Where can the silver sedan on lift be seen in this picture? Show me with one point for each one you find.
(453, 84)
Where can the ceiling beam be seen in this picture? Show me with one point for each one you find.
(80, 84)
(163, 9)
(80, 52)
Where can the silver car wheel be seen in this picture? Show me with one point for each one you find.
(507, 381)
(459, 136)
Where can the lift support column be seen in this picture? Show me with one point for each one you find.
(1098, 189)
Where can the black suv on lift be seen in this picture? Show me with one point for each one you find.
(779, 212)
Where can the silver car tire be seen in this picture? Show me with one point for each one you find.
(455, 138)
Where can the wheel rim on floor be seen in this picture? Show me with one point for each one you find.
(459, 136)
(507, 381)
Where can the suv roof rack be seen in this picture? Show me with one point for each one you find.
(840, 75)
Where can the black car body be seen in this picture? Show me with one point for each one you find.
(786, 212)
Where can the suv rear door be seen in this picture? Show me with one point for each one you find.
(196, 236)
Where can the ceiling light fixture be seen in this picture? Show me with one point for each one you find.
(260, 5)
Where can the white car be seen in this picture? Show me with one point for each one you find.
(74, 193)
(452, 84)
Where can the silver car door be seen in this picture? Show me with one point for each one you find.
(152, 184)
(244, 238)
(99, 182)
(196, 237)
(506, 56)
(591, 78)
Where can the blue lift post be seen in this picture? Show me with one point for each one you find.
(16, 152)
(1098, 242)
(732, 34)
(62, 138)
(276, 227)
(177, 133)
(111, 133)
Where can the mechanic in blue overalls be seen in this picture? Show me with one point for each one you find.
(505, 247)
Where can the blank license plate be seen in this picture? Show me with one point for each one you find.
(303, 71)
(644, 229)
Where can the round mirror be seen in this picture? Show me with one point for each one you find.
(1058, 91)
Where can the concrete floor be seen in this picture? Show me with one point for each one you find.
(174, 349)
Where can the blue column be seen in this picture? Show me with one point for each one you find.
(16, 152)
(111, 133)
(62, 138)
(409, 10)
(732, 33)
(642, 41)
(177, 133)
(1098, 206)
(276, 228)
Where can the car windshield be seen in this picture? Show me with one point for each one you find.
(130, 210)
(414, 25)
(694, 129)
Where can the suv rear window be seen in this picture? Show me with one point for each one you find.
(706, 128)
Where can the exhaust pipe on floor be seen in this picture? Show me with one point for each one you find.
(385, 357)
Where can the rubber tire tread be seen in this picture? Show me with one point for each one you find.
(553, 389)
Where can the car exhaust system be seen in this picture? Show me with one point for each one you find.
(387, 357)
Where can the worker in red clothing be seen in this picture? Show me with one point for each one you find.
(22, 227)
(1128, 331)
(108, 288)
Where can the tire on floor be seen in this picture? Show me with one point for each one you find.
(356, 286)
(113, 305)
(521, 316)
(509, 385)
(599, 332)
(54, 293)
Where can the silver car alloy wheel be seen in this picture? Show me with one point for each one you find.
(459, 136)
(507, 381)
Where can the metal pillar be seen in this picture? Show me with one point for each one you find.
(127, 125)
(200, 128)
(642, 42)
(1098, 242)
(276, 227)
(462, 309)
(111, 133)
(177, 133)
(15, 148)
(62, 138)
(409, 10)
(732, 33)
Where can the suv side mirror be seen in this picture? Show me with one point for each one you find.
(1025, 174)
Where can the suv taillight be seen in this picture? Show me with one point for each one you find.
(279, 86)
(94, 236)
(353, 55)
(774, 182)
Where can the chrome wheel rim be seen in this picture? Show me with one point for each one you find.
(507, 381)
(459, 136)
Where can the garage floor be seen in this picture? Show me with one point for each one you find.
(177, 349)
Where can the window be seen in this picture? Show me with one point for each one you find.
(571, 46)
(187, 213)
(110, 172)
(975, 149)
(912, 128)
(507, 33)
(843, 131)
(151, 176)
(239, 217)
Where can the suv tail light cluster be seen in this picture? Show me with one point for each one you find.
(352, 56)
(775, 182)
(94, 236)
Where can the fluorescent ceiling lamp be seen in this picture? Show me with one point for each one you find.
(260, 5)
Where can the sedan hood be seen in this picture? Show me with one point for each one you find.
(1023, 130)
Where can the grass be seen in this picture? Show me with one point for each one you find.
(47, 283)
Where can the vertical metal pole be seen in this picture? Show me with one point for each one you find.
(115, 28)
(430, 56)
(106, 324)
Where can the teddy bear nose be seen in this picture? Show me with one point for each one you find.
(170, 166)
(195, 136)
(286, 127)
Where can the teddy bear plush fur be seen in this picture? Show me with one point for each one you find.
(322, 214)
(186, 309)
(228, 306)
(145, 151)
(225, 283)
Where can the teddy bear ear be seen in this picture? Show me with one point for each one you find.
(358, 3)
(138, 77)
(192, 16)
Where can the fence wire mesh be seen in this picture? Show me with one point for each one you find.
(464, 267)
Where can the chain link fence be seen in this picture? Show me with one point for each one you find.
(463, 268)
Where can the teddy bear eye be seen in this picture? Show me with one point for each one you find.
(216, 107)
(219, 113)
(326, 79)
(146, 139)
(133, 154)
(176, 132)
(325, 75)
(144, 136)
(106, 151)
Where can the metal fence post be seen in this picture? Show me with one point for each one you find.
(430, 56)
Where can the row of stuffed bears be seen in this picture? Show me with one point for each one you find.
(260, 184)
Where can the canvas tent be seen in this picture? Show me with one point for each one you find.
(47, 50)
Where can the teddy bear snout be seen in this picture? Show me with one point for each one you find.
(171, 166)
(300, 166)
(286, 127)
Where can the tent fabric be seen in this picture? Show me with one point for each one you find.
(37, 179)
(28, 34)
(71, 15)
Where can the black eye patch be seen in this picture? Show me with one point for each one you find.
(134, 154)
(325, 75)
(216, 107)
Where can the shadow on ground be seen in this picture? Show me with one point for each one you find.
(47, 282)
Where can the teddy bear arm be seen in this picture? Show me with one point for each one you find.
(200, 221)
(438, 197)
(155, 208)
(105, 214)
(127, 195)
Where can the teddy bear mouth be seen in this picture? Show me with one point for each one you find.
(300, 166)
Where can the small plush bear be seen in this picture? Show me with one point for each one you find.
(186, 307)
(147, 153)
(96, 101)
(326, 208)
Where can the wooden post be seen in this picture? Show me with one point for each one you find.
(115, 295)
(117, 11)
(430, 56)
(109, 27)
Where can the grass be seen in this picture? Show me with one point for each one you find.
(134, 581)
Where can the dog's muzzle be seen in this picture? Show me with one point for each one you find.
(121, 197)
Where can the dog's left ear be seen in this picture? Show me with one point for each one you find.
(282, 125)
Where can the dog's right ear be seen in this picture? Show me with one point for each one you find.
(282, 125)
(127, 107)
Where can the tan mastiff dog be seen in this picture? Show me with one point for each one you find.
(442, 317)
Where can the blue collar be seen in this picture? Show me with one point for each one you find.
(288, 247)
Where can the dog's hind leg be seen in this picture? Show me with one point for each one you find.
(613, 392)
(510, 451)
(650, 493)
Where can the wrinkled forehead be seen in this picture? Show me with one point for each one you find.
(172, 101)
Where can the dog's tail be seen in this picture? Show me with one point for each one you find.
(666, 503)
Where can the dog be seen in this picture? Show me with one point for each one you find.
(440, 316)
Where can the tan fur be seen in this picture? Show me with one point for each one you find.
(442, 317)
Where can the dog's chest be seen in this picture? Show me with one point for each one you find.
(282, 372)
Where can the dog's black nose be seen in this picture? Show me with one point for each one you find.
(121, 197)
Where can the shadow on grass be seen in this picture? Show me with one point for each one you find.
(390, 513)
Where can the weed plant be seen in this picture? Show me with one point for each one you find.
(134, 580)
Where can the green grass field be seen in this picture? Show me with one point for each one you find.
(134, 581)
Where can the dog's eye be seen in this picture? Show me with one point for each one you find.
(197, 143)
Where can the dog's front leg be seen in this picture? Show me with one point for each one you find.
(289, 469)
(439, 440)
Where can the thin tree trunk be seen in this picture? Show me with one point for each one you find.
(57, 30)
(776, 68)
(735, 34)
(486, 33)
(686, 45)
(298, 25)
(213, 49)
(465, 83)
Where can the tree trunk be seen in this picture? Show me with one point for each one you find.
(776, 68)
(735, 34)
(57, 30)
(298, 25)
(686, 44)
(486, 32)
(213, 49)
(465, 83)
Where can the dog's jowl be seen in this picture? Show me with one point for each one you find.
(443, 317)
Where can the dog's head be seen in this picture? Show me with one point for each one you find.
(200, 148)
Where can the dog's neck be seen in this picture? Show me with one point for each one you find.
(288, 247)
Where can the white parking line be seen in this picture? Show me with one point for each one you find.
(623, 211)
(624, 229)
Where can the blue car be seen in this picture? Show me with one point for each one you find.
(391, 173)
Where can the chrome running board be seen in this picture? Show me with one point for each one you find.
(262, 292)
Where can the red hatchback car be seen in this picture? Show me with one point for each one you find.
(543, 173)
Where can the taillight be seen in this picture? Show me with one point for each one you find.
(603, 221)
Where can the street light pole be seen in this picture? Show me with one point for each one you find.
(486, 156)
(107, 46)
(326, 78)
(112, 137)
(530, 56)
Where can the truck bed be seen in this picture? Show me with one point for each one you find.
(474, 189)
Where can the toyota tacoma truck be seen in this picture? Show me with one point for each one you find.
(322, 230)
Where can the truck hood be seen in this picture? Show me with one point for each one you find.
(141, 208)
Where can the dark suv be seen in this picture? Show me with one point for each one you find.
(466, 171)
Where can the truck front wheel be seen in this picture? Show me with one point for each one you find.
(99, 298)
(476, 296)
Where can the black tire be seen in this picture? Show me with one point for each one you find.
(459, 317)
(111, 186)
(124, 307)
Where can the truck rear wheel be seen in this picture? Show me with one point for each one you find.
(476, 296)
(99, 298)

_ _ _ _ _ _ _

From the line holding "Where can the red" through the last line above, reproduce each line exactly and add nothing.

Where can the red hatchback car be seen in this picture? Show me with one point for each one you find.
(543, 173)
Where can the taillight be seen in this picture? Show me with one point for each one you find.
(603, 221)
Where can the street light pole be seen in this picture? Show me with one point for each one you find.
(486, 156)
(107, 46)
(326, 78)
(112, 137)
(530, 56)
Where can the truck bed be seen in this picture? Show me with one point for each one you find.
(474, 189)
Where can the toyota tacoma truck be seen in this picture? Show me with one point for each one you find.
(322, 230)
Where can the truck hood be seen in this picture? Show me with one point for each one you find.
(141, 208)
Where can the dark suv be seen in this picture? Show me with one point for each one you find.
(466, 171)
Where can the truck front wheel be seen in this picture? Show me with one point for each one you find.
(99, 298)
(476, 296)
Where can the black tire be seen in this picture? Show me with one point for each one you find.
(459, 317)
(111, 186)
(124, 307)
Where can the truck rear wheel be seen in this picture? Show me with one point for each one you find.
(476, 296)
(99, 298)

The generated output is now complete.